El gasto sueco en educación es el más elevado de los países occidentales y llega al 7,3% del PIB. La educación es pública, gratuita y de calidad. Para muchos, el secreto viene de haberse mantenido en paz como país durante casi dos siglos. Mientras Europa se agarraba a mazazos, los suecos se hacían los suecos y se concentraban en sus propios asuntos. Por eso, antes de que la enseñanza primaria se hiciera obligatoria en 1842, casi todo sus habitantes, la mayoría de ellos campesinos, ya sabían leer. Luego vino el desarrollo industrial y gracias a él un mayor número de personas pudo acceder a una mejor educación. Creció el número de escuelas y estudiantes, se incorporó a la mujer en las universidades, etc. En solo cincuenta años Suecia pasó de ser un país relativamente pobre a convertirse, en 1970, en uno de los tres países más ricos del mundo.
De repente por eso, por estar todos tan bien educados, los suecos solo están obligados a trabajar seis horas al día. Sí, una de las políticas más recientes y celebradas por todos los hueveros del mundo. Pero no te equivoques. La medida consiste en rendir lo mismo o más en menos tiempo. Solo debes concentrarte más, evitar reuniones inútiles y despedir a todos los gerentes de Recursos Humanos que organicen ridículas actividades en pro de la integración y el Great Place to Work. Ser un workaholic está mal visto en Suecia. Los ‘ocupaditos’ acá no asombran a nadie. Al contrario, son percibidos como personas que no valoran su tiempo con la familia o con los amigos. Además, si todo el día trabajas, ¿en qué momento enriqueces tus conocimientos? Y las maravillas no acaban. Si tienes un hijo, y eres la madre o (atención) el padre, recibirás del Estado un monto X de dinero, de acuerdo a tus ingresos -que por cierto, en Suecia, no se diferencian tanto, en fácil: todo empleo es bien remunerado- y podrás obtener una licencia de trabajo por el tiempo que consideres necesario. Sí, se dieron cuenta de algo tan elemental como que la educación y el cuidado que pongas en tus hijos es la mejor inversión para el futuro de un país. Formar ciudadanos del primer mundo para que produzcan como el primer mundo está obligado a hacerlo.

- - - - - - -

**Instrucción de trabajo 1**
¿Qué porcentaje del PIB destina Suecia a la educación, según el texto para análisis?
**Instrucción de trabajo 2**
Enumera todas las cualidades que el texto para análisis atribuye a la educación sueca en la frase que la describe.
**Instrucción de trabajo 3**
Transcribe del texto para análisis el fragmento que comienza con "El gasto sueco" y continúa hasta "ricos del mundo.".

**Datos sin procesar**
- - - - - - -

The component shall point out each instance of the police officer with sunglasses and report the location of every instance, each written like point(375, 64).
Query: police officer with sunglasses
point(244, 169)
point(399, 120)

- - - - - - -

**Tu solución 1**
El 7,3% del PIB.

**Tu solución 2**
Pública, gratuita y de calidad.

**Tu solución 3**
El gasto sueco en educación es el más elevado de los países occidentales y llega al 7,3% del PIB. La educación es pública, gratuita y de calidad. Para muchos, el secreto viene de haberse mantenido en paz como país durante casi dos siglos. Mientras Europa se agarraba a mazazos, los suecos se hacían los suecos y se concentraban en sus propios asuntos. Por eso, antes de que la enseñanza primaria se hiciera obligatoria en 1842, casi todo sus habitantes, la mayoría de ellos campesinos, ya sabían leer. Luego vino el desarrollo industrial y gracias a él un mayor número de personas pudo acceder a una mejor educación. Creció el número de escuelas y estudiantes, se incorporó a la mujer en las universidades, etc. En solo cincuenta años Suecia pasó de ser un país relativamente pobre a convertirse, en 1970, en uno de los tres países más ricos del mundo.